*Written request 1*
What term does the Netdata feature request use for detecting when a child node stops streaming to a parent node?

+--

[Feat]: Deadman alerts for Parent/Child Netdata setups - detect loss of streaming #18436

dogsbody-josh · 2024-08-29T14:57:34Z

Problem

The problem to be solved is alerting to the loss of streaming metrics from a child node to a parent node. This request deals specifically for the use case of a child that stops streaming to a parent.

We will use the term 'Deadman Alerts' throughout this request to describe the detection of a loss of streaming from a child to a parent node. This is to distinguish the functionality from the existing Reachability Alerts Netdata Cloud provides.

On that topic, Netdata Cloud has Reachability Alerts but they are confined to the Cloud option. At the moment they are largely un-configurable and no specific options exists to track/alert on Parent/Child communication loss. Issue 1039 exists to address that but doesn't go as far as this Feature Request in bringing the functionality into the Netdata Agent.

The problems with cloud based Reachability Alerts are:

Excessive alerts during upgrades and from ephemeral nodes or those that are turned off/on on schedule.
No non-cloud based 'in-built' option to detect the loss of streaming from a child to a parent.
No ability to detect partial loss of metric data, for instance if a service like Apache stops sending metrics but the remaining metrics continue to be sent.
The lack of configurability of Cloud Reachability alerts is also a blocker to getting effective notifications of potential streaming problems to reach the right teams in the right way.

Netdata agent has the ability to extensively configure notification options, roles, and recipients across a wide range of notification channels. No such ability exists with Cloud Reachability alerts. Leveraging the existing notification system by integrating it with this new 'Deadman Alert' type functionality would provide extensive notification options and ensure teams are alerted to problems right away.

Finally, because Reachability Alerts are either on or off for all nodes in a room some ephemeral nodes have to get organised differently just to accommodate this lack of functionality. Integrating Deadman Alerts into the agent itself and giving the parent control over alerting for a loss of streaming would remove this limitation.

+--

*Written request 2*
Pick out every line in the records that contains the word "stone".

+--

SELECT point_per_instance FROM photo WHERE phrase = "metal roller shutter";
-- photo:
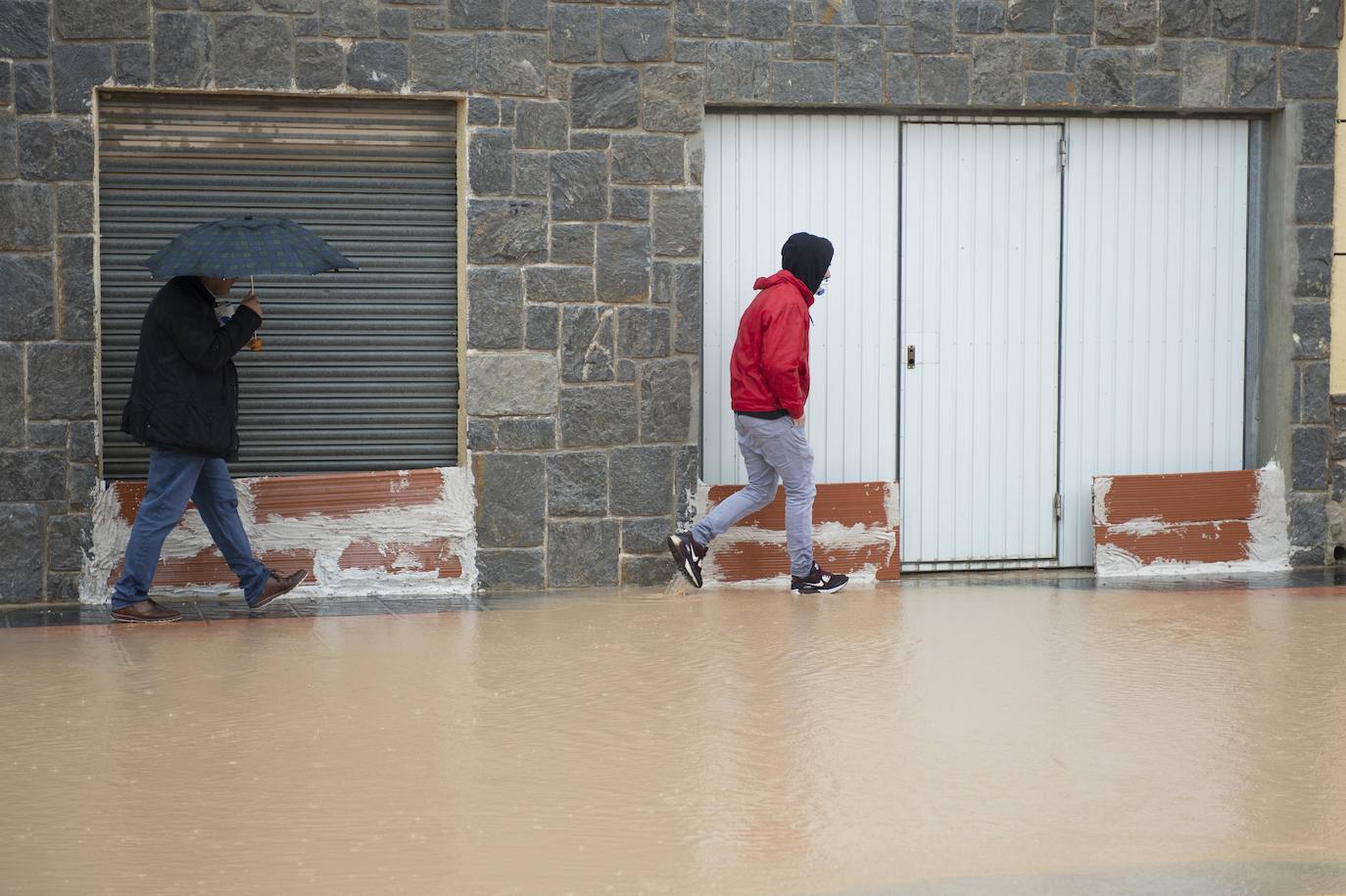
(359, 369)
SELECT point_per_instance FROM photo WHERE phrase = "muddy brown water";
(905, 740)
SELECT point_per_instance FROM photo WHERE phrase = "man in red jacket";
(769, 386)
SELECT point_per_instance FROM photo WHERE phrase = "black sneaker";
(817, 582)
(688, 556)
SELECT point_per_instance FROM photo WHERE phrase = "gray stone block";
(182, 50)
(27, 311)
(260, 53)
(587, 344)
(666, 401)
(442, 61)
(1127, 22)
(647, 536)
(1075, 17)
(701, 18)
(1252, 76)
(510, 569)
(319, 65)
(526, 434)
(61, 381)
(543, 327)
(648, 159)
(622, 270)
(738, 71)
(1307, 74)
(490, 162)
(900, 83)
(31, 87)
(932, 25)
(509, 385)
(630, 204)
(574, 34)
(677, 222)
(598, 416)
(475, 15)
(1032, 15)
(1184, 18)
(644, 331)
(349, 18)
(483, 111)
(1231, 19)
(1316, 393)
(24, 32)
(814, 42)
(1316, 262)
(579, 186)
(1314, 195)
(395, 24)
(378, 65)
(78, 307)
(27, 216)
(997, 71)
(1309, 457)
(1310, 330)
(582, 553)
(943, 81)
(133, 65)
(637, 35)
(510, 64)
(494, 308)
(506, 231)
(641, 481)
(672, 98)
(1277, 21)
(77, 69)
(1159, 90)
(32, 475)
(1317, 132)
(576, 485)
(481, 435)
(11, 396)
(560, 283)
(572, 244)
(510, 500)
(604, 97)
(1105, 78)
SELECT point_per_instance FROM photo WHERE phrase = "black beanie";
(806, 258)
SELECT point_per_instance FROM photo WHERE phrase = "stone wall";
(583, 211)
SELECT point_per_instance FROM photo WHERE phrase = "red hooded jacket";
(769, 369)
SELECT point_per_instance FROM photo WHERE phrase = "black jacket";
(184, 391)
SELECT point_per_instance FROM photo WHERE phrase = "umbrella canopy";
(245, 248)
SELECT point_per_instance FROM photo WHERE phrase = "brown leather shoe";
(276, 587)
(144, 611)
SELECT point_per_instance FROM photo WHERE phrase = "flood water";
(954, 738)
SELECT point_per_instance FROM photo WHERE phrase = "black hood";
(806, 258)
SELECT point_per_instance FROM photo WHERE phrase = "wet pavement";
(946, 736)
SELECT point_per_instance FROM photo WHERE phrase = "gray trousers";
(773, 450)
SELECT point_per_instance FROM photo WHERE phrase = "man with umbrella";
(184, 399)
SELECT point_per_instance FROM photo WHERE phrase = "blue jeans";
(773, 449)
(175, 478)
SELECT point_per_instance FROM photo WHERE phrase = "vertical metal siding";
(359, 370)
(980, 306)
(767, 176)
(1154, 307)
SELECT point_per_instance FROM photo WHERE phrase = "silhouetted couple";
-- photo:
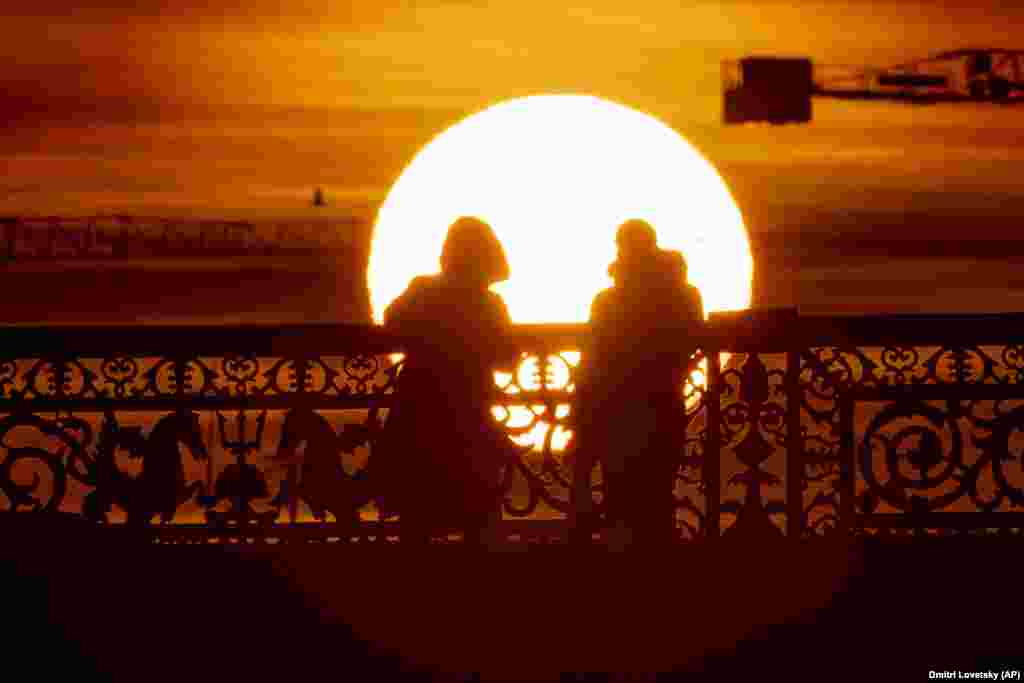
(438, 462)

+--

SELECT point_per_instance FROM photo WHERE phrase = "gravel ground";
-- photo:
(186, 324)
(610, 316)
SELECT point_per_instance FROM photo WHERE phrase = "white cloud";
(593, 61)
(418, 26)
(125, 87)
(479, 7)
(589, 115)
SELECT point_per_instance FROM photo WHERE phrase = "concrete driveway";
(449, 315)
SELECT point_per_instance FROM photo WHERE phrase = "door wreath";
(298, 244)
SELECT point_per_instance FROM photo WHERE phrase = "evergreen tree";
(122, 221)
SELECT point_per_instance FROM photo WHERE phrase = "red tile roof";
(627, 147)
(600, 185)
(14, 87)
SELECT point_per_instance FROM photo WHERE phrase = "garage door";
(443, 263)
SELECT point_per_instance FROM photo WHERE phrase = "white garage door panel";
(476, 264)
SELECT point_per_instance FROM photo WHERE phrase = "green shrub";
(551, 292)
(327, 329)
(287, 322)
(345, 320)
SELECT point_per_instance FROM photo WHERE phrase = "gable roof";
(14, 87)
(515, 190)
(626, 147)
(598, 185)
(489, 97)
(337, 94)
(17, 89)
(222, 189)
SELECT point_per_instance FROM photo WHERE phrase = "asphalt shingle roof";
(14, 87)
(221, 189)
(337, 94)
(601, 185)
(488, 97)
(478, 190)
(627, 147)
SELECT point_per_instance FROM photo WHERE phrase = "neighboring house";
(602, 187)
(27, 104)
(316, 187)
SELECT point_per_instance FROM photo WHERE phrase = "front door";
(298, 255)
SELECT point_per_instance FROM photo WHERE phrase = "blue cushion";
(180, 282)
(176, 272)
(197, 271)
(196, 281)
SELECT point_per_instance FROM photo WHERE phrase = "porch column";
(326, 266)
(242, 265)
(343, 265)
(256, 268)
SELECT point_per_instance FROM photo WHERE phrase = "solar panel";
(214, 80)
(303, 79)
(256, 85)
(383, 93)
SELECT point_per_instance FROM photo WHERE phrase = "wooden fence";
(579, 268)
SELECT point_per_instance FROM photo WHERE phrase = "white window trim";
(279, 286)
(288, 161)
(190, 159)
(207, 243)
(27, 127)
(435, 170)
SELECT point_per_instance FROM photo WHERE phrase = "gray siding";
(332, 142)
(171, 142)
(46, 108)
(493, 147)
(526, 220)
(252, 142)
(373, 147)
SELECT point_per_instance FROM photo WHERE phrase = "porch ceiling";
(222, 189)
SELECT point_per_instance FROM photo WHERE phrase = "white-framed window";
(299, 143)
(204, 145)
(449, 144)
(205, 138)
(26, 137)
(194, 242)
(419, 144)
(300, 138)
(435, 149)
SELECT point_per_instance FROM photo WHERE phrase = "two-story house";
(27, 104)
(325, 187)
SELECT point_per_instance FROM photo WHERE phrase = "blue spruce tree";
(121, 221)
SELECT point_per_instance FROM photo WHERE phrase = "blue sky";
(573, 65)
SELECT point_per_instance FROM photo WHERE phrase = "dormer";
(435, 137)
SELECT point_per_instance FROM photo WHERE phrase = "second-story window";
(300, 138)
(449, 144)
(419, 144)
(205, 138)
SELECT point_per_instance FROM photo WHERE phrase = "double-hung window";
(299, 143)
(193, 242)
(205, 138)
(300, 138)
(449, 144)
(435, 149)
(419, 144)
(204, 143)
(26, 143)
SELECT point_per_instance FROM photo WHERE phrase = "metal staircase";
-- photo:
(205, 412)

+--

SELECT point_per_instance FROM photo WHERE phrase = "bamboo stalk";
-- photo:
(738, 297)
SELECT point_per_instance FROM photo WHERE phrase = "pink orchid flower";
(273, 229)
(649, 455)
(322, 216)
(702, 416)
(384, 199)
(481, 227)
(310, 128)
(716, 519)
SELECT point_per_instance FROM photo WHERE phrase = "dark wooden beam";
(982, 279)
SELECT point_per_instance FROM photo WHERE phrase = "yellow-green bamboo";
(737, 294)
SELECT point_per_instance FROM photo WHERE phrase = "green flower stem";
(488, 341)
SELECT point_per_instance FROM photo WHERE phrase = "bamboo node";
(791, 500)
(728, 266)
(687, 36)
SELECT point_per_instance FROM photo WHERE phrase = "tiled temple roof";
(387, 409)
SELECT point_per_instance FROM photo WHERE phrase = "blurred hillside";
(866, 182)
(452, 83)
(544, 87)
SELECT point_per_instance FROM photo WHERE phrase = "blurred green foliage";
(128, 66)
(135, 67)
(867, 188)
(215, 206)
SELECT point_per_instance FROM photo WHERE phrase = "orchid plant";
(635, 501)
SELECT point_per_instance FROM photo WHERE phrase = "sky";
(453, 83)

+--

*Task answer 1*
Deadman Alerts

*Task answer 2*
SELECT point_per_instance FROM photo WHERE phrase = "gray stone block";
SELECT point_per_instance FROM photo WHERE phrase = "stone wall";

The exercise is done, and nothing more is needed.